SOURCE »
>> start
News / Europe

    After Spate of Sexual Assaults, Swedish City Patrols Itself

    Called ‘night walkers’ in Swedish, civilian security groups patrol the streets after at least eight sexual assaults or attempted sexual assaults on women and girls here in the past month, Ostersund, Sweden, March 19, 2016. (Heather Murdock/VOA)
    Called ‘night walkers’ in Swedish, civilian security groups patrol the streets after at least eight sexual assaults or attempted sexual assaults on women and girls here in the past month, Ostersund, Sweden, March 19, 2016. (Heather Murdock/VOA)
    Heather Murdock

    In Swedish, they are called the “nattvandrare” or the “night walkers.”
     
    Wearing orange vests and black skull caps, men and women march through the streets in groups of five or eight on Saturday night, eyes peeled for potential sexual assaults. In the past month, there have been at least eight.
     
    The perpetrators are unknown, but reports that some assailants had “foreign accents” have prompted fears and media reports that say refugees or other migrants could be responsible.
     
    On Saturday, cities across the world shut off lights for Earth Hour, a global environmental awareness campaign, but here in this remote city of about 45,000, steadily falling snow glistened in lit street lamps throughout the night. And while night walkers patrolled, small groups of party goers laughed as they slid between bars, restaurants and clubs until well after midnight.

    A city of around 45,000 people, residents of Ostersund, Sweden have rarely expressed anti-immigrant sentiment prior to recent attacks, which some media houses say are blamed on migrants, Ostersund, Sweden, March 19, 2016. (Heather Murdock/VOA)
    A city of around 45,000 people, residents of Ostersund, Sweden have rarely expressed anti-immigrant sentiment prior to recent attacks, which some media houses say are blamed on migrants, Ostersund, Sweden, March 19, 2016. (Heather Murdock/VOA)
>> end
WHAT TO PRODUCE »
Retype the Ostersund night-patrol article from "Wearing orange vests" up to and including "could be responsible.", keeping every word and mark unchanged.

EXCERPTED DATA »
>> start
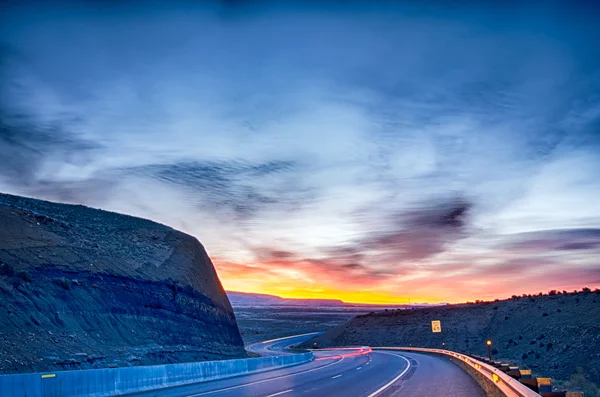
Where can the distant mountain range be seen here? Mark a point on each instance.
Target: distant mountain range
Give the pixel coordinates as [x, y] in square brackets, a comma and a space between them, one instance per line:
[254, 299]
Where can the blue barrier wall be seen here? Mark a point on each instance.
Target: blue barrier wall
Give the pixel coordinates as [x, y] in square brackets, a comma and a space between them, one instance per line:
[116, 381]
>> end
TASK OUTPUT »
Wearing orange vests and black skull caps, men and women march through the streets in groups of five or eight on Saturday night, eyes peeled for potential sexual assaults. In the past month, there have been at least eight.
     
    The perpetrators are unknown, but reports that some assailants had “foreign accents” have prompted fears and media reports that say refugees or other migrants could be responsible.